#### Aim of the exercise:
Produce a word-for-word copy of the listing below without its pictures.

#### Provided material:

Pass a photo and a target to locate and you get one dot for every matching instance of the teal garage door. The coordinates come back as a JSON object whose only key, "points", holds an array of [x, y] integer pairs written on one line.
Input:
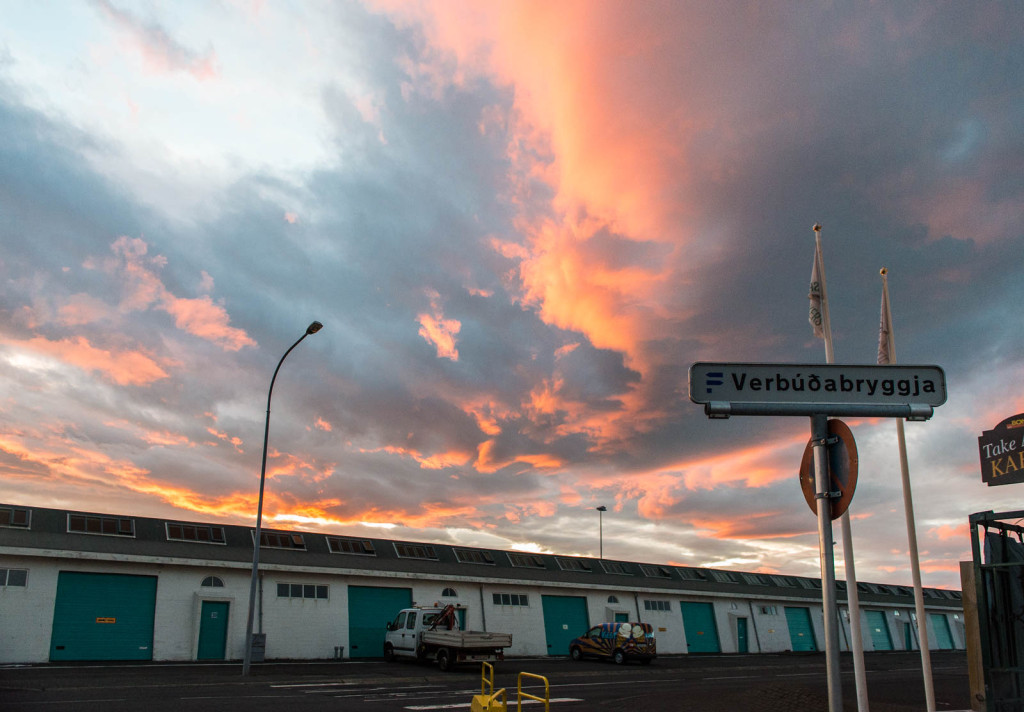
{"points": [[370, 610], [940, 624], [564, 618], [698, 624], [212, 630], [880, 630], [103, 617], [801, 631]]}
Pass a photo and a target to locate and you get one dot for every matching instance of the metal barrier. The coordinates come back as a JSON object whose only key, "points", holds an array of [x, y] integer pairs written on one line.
{"points": [[999, 582], [520, 695]]}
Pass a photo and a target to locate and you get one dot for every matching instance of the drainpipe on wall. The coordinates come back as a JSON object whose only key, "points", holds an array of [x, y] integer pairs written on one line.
{"points": [[754, 625], [483, 616]]}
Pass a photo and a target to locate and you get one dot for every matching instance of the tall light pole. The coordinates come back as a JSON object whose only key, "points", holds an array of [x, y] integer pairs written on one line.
{"points": [[248, 659]]}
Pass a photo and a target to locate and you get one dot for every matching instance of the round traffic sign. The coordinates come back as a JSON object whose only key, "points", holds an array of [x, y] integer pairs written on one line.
{"points": [[842, 469]]}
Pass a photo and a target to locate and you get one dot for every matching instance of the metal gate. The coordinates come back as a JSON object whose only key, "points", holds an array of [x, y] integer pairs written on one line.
{"points": [[102, 617], [698, 624], [564, 619], [999, 585], [370, 610], [798, 619]]}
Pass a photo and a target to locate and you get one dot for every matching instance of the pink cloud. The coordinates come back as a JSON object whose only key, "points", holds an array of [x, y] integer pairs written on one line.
{"points": [[160, 52], [142, 289], [208, 321], [439, 331], [124, 368]]}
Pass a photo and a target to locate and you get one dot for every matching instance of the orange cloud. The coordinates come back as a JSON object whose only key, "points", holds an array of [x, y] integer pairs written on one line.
{"points": [[488, 460], [439, 331], [453, 458], [208, 321], [160, 52], [123, 368], [142, 289]]}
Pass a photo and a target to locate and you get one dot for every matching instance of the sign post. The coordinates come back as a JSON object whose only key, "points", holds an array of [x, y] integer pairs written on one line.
{"points": [[819, 391]]}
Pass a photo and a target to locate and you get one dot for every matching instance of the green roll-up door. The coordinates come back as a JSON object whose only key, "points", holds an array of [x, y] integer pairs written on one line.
{"points": [[564, 619], [881, 637], [103, 617], [370, 610], [940, 624], [801, 631], [698, 624]]}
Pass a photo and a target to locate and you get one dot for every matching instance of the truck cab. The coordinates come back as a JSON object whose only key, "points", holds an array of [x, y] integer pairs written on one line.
{"points": [[433, 633], [403, 631]]}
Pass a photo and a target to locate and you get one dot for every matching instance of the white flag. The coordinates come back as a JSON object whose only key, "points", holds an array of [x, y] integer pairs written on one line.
{"points": [[814, 316], [884, 329]]}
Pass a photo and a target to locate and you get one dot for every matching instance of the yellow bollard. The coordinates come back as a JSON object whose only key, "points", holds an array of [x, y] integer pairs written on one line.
{"points": [[488, 701], [547, 692]]}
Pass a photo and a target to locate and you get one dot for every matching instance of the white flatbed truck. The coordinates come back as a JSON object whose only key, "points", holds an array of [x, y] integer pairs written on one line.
{"points": [[433, 634]]}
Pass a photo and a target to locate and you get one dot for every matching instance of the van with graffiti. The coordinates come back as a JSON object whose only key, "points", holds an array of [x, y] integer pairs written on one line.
{"points": [[616, 641]]}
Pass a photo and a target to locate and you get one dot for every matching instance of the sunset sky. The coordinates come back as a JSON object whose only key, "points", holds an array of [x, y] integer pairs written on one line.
{"points": [[519, 223]]}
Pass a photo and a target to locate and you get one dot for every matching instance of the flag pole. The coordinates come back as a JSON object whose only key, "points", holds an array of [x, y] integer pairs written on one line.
{"points": [[852, 593], [911, 533]]}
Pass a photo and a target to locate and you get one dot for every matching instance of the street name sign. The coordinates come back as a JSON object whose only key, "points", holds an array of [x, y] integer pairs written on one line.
{"points": [[893, 390]]}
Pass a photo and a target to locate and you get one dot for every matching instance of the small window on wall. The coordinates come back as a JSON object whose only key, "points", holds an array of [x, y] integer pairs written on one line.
{"points": [[656, 605], [511, 599], [281, 540], [13, 577], [15, 516], [314, 591], [110, 526], [177, 531]]}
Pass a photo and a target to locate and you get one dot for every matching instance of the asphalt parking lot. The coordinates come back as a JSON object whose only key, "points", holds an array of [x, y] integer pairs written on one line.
{"points": [[787, 682]]}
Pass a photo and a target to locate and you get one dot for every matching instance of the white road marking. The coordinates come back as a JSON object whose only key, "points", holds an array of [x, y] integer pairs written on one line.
{"points": [[469, 704]]}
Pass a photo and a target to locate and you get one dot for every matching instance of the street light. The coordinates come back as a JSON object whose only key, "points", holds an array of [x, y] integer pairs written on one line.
{"points": [[248, 659]]}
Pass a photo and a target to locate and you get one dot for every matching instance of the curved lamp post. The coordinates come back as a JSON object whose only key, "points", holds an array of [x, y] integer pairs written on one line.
{"points": [[247, 660]]}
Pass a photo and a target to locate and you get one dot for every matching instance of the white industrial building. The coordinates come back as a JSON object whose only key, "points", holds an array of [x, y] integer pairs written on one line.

#### Reply:
Pass a photo and a target to locate and you get one dot for every matching instance of the teal garage door. The coordinates come back as a JSON object whose only key, "points", holds an array of [x, y] integer pairs written on one line.
Input:
{"points": [[370, 610], [940, 624], [564, 618], [698, 624], [212, 630], [880, 630], [103, 617], [801, 631]]}
Pass a photo and a target to locate and you get one dot for every matching instance of the metal barrier. The coordinates come back as a JSON object whose only key, "points", holds an array of [x, y] integer pairs written on one line.
{"points": [[999, 582], [520, 695]]}
Pass a photo and a target to locate and you get one dot for every matching instance of the drainpipe on wall. The coordinates come back as a JSON object whose only key, "points", holds an array of [x, y] integer pairs written on one line.
{"points": [[754, 625], [483, 616]]}
Pass a photo and a target to locate and you get one dot for every matching instance of the tall light pole. The coordinates come back as a JSON object whose only key, "points", holds an array of [x, y] integer pairs written on one line.
{"points": [[248, 659]]}
Pass a photo and a target to locate and you get one dot for every matching instance of the round traffic sign. The coordinates come back as a JSON object whose only key, "points", holds an array of [x, y] integer pairs written on one line.
{"points": [[842, 469]]}
Pass a photo and a target to locate and you get one dot for every matching instance of the metal gate. The coordinates come back as a JSON object whose only key, "points", holds an array of [x, y] integer pairs written on one line.
{"points": [[102, 617], [698, 624], [564, 619], [999, 585], [370, 610], [798, 619]]}
Pass a photo and a target to locate and you get one dot for every matching instance of the pink cloud. The coordinates come back as a JSON object whose only key, "points", holds an array of [x, y] integer pairs written on one line.
{"points": [[160, 52], [142, 289], [208, 321], [439, 331], [124, 368]]}
Pass a photo and a target to locate and you get one dot for every matching instance of the orange cloud. The coordinates come back as a JSON object whose only key, "points", holds an array of [x, y] integer pairs written on one line.
{"points": [[488, 460], [439, 331], [453, 458], [208, 321], [160, 52], [123, 368], [142, 289]]}
Pass a photo and a target to locate and you get one dot for every matching instance of the sign post. The coordinates come back as a JSON object whose only key, "points", holds an array of [x, y] integer pairs written on one line.
{"points": [[819, 391]]}
Pass a photo and a target to locate and you get one dot for every matching instance of the green roll-up door. The coordinates come back as a JSON object whose only key, "points", holds an array of [x, y] integer pairs written on one line.
{"points": [[564, 619], [881, 637], [103, 617], [370, 610], [940, 624], [801, 631], [698, 624]]}
Pass a photo and a target to locate and you get one dot for every matching instance of the truck cab. The coordinates come back as a JSON object whose only key, "points", holds an array of [x, y] integer pairs written on one line.
{"points": [[433, 633], [403, 631]]}
Pass a photo and a target to locate and you get one dot for every matching instance of the white flag. The coordinates come back as a JSON object whose only key, "points", holds an array of [x, y] integer pairs written on one line.
{"points": [[814, 316], [884, 329]]}
Pass a photo and a target to locate and you get one dot for every matching instance of the yellow bollard. The coordinates come back as a JSON object whose only key, "points", holds an array of [x, y] integer pairs written on one line.
{"points": [[488, 701], [547, 692]]}
Pass a photo and a target to locate and you get one dot for every matching instance of the white flatbed truck. The coordinates come back as a JSON object whose only key, "points", holds an array of [x, y] integer pairs written on one line.
{"points": [[433, 634]]}
Pass a photo and a target to locate and you get one dot for every matching instance of the van with graffiti. The coordinates come back as a JSON object whose only key, "points", holds an array of [x, y] integer pairs written on one line.
{"points": [[616, 641]]}
Pass a photo and a target to locate and you get one dot for every matching instance of the sunset sky. The coordinates come back as a JSON object whose only key, "points", holds an array of [x, y] integer pairs written on one line.
{"points": [[519, 223]]}
Pass a photo and a target to locate and you get one dot for every matching instance of the flag pole. The coordinates come back as a JSON object whose only key, "points", holds an array of [x, y] integer pairs written on one line.
{"points": [[852, 593], [911, 533]]}
Pass a photo and a target to locate and you get one dot for every matching instance of the street name sign. The coordinates come back as a JSON object whose only key, "points", holds an array of [x, y] integer pairs written on one line.
{"points": [[893, 390]]}
Pass a photo and a target to locate and you get one dot for every matching instance of the small window on wall. The coordinates come back as a JSON object whose only key, "points", holds an array of [x, y] integer pairs written on one line.
{"points": [[656, 605], [511, 599], [281, 540], [13, 577], [15, 516], [314, 591], [110, 526], [177, 531]]}
Pass a photo and a target to locate and you get one dot for every matching instance of the asphalt parking lot. The coordinates come back as a JSON object whose only key, "points", holds an array of [x, y] integer pairs written on one line.
{"points": [[787, 682]]}
Pass a photo and a target to locate and you get one dot for every matching instance of the white road marking. The coordinates come back as a JSON object whose only key, "points", holds an array of [x, y] integer pairs written on one line.
{"points": [[469, 704]]}
Pass a photo and a target to locate and you get one dot for every matching instance of the street light. The coordinates come back as a JSON object whose only key, "points", holds an array of [x, y] integer pairs written on one line.
{"points": [[248, 659]]}
Pass a photo and a target to locate and you get one dot for every matching instance of the curved lamp post. The coordinates come back as a JSON object whose only key, "points", holds an array of [x, y] integer pairs written on one line.
{"points": [[247, 660]]}
Pass a photo and a target to locate and you get one dot for every matching instance of the white industrial building. The coordinates come back as a JSON object whose only key, "points", holds an array of [x, y] integer pairs written on one line.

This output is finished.